(Entries on locating named things)
┌────────
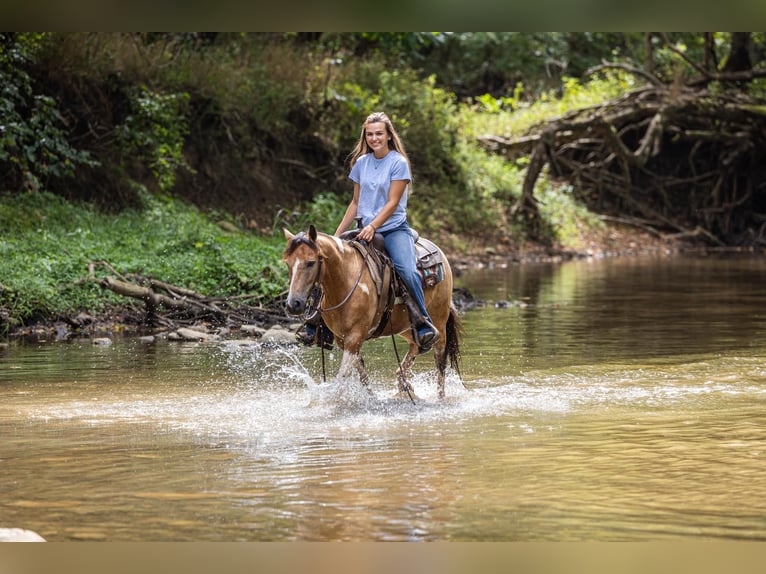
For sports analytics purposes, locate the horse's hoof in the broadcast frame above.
[418,329,439,355]
[394,389,420,401]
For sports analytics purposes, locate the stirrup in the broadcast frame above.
[413,321,439,354]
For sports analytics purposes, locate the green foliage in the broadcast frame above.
[535,181,605,249]
[0,192,287,330]
[461,70,638,142]
[117,86,191,191]
[0,33,96,191]
[272,193,351,237]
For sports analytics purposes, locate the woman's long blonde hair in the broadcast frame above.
[349,112,412,182]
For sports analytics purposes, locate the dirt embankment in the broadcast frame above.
[10,226,706,342]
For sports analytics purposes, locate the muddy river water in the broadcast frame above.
[0,255,766,541]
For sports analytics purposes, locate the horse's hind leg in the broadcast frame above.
[434,338,447,399]
[338,350,373,394]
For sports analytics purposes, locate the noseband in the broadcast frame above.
[294,232,367,313]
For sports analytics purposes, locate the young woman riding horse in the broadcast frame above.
[283,225,461,398]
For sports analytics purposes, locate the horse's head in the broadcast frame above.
[282,225,322,315]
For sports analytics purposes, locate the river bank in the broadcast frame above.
[1,227,704,344]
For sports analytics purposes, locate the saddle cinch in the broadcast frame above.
[340,229,444,339]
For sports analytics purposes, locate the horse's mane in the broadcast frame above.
[284,231,317,257]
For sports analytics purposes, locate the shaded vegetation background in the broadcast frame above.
[0,32,766,333]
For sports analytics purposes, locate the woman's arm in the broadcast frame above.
[335,183,359,235]
[358,179,409,241]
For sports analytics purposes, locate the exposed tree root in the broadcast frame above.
[480,79,766,245]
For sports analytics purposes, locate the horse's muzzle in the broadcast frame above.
[285,297,306,315]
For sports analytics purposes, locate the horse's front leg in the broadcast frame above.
[338,349,372,394]
[396,342,418,397]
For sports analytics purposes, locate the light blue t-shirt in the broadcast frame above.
[349,150,412,236]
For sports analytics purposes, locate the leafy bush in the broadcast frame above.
[117,86,191,191]
[0,33,95,195]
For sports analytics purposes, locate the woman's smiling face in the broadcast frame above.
[364,122,390,157]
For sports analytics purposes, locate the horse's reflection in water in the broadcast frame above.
[283,225,461,398]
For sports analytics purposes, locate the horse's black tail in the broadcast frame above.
[441,305,464,376]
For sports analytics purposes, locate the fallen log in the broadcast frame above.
[478,79,766,245]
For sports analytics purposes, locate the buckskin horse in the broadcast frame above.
[282,225,462,398]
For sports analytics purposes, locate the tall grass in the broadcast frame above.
[0,193,286,329]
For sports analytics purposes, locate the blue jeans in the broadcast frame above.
[380,222,433,324]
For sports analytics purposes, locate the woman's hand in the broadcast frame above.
[356,224,375,243]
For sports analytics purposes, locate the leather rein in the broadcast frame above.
[313,245,367,313]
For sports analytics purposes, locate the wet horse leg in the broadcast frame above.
[396,343,418,396]
[338,349,372,394]
[434,337,447,399]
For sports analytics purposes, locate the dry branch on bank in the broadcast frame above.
[480,82,766,245]
[89,261,287,328]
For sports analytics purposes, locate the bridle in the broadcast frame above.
[292,237,367,313]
└────────
Copy the material word for word, starting at the line containing "For sports analytics purposes, locate the dirt" and ending with the line containing "[294,232,367,313]", both of those lines included.

For sports analytics purposes, locate the dirt embankment in the broadcast frame above.
[10,226,706,342]
For sports analytics purposes, locate the muddy river water in the broadcast frame above.
[0,255,766,541]
For sports analytics purposes, locate the horse's hind leg in the broadcast frame above.
[434,338,447,399]
[338,350,373,394]
For sports analytics purposes, locate the noseband in the broadcast frame above.
[294,232,367,313]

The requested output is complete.